> _Aim_
Reproduce every one of the items below word for word, keeping each line unchanged.

_____

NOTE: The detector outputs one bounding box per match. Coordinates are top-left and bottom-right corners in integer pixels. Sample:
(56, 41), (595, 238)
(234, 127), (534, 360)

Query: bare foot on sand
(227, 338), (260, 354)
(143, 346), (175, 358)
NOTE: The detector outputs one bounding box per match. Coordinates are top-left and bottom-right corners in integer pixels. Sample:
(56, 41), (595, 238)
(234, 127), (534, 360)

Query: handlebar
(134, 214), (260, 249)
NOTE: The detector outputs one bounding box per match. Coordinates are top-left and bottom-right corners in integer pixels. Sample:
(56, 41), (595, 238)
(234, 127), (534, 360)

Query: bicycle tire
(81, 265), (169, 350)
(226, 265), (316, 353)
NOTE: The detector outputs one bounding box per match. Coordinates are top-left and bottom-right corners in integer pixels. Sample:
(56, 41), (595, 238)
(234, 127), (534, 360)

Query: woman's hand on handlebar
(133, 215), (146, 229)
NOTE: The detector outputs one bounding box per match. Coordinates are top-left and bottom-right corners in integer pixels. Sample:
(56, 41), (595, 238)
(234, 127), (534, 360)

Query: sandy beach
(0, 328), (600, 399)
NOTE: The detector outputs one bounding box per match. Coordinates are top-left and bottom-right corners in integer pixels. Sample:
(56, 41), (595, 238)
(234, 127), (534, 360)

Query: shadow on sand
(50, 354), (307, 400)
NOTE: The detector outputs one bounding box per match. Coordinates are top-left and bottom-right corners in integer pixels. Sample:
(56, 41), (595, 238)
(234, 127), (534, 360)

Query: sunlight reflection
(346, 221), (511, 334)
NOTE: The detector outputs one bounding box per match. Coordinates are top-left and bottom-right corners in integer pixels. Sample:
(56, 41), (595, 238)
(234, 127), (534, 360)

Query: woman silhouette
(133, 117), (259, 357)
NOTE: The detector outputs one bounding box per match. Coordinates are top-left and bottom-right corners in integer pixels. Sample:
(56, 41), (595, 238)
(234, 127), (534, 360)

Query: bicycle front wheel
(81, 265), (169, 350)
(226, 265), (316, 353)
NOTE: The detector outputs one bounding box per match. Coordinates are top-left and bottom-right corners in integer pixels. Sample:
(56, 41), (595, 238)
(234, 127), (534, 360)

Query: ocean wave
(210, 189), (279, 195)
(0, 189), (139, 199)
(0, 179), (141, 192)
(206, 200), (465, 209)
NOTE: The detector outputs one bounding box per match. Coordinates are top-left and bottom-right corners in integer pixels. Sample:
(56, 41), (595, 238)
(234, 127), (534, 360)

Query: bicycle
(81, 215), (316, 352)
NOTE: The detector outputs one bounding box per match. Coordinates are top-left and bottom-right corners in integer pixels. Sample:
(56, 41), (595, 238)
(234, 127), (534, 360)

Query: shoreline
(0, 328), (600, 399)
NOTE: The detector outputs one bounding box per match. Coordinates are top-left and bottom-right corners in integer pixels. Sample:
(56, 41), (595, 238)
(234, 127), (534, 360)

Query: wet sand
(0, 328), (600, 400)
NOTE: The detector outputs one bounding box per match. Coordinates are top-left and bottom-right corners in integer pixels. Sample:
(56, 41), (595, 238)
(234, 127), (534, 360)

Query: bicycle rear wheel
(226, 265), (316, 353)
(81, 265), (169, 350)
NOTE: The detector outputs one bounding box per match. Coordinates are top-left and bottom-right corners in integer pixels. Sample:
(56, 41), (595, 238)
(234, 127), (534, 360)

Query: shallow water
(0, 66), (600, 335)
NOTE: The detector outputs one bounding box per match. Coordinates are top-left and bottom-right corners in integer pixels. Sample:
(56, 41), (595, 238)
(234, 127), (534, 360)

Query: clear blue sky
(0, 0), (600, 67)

_____

> _The answer_
NOTE: The detector outputs one bounding box per match. Coordinates are top-left and bottom-right corners in integer pixels. Sample:
(56, 41), (595, 238)
(234, 127), (534, 360)

Query: bare foot on sand
(227, 338), (260, 354)
(143, 346), (175, 358)
NOTE: The detector outputs one bounding box per match. Coordinates are top-left and bottom-right corners in integer pixels. Sample:
(56, 41), (595, 238)
(234, 127), (534, 360)

Query: handlebar
(134, 214), (260, 249)
NOTE: The detector outputs one bounding box per match. Coordinates are top-left and bottom-right corners in integer pixels. Sample:
(56, 41), (595, 238)
(234, 127), (534, 360)

Query: bicycle tire
(81, 265), (169, 350)
(226, 265), (316, 353)
NOTE: The detector outputs one bounding box per match. Coordinates are top-left and bottom-right corners in integer pixels. Sample:
(56, 41), (595, 238)
(234, 127), (534, 360)

Query: woman's hand on handlebar
(133, 215), (146, 229)
NOTE: The detector outputs one bounding box per match. Coordinates are top-left and bottom-right corners in integer pixels. Sample:
(56, 41), (595, 238)
(234, 127), (534, 360)

Query: sandy beach
(0, 328), (600, 399)
NOTE: The detector outputs one bounding box per match. Coordinates are top-left and bottom-right corners in integer pixels. Sample:
(56, 41), (595, 238)
(234, 127), (534, 360)

Query: shadow on sand
(50, 354), (307, 400)
NOTE: The detector outputs one bounding box per match. Coordinates are top-left and bottom-right corners in integer pixels. Sample:
(56, 41), (595, 238)
(234, 127), (534, 360)

Query: sunlight reflection
(346, 221), (511, 334)
NOTE: The detector outputs one bounding box per match. Coordinates are top-left and bottom-right corners in integer pixels. Sample:
(56, 41), (595, 238)
(234, 127), (534, 360)

Query: woman silhouette
(133, 117), (259, 357)
NOTE: The detector outputs one bounding box per match. Coordinates are top-left and bottom-right corners in integer pixels. Sample:
(56, 41), (595, 238)
(234, 127), (534, 360)

Query: bicycle front wheel
(81, 265), (169, 350)
(226, 265), (316, 353)
NOTE: The detector outputs one bounding box per match. Coordinates are top-left and bottom-right corners in integer pixels. Sample:
(56, 41), (595, 238)
(234, 127), (534, 360)

Query: ocean wave
(210, 189), (279, 195)
(0, 189), (139, 199)
(0, 179), (141, 192)
(206, 200), (465, 209)
NOTE: The detector outputs one bounding box per match. Coordinates are top-left and bottom-right corners in integer pixels. Sample:
(56, 41), (595, 238)
(234, 127), (534, 360)

Query: bicycle
(81, 215), (316, 352)
NOTE: The detector outputs one bounding box per match. Coordinates are top-left and bottom-right corners in integer pixels. Sample:
(56, 41), (595, 238)
(234, 127), (534, 360)

Query: shoreline
(0, 328), (600, 399)
NOTE: The detector outputs one bounding box per match. Coordinates are top-left and bottom-right corners in integer pixels. Sample:
(56, 41), (595, 238)
(234, 127), (534, 360)

Query: wet sand
(0, 328), (600, 400)
NOTE: The detector outputs one bounding box per match. Coordinates are top-left and bottom-right corners in integer pixels. Sample:
(56, 41), (595, 238)
(234, 127), (534, 360)

Query: bicycle rear wheel
(226, 265), (316, 353)
(81, 265), (169, 350)
NOTE: The detector outputs one bounding box per match. Coordinates are top-left and bottom-right corners in integer pixels. Sample:
(56, 41), (595, 238)
(234, 127), (534, 360)

Query: shallow water
(0, 66), (600, 335)
NOTE: The detector outputs one bounding box per match. Coordinates are top-left and bottom-right corners in integer pixels. Sample:
(56, 41), (595, 238)
(234, 127), (534, 360)

Query: clear blue sky
(0, 0), (600, 67)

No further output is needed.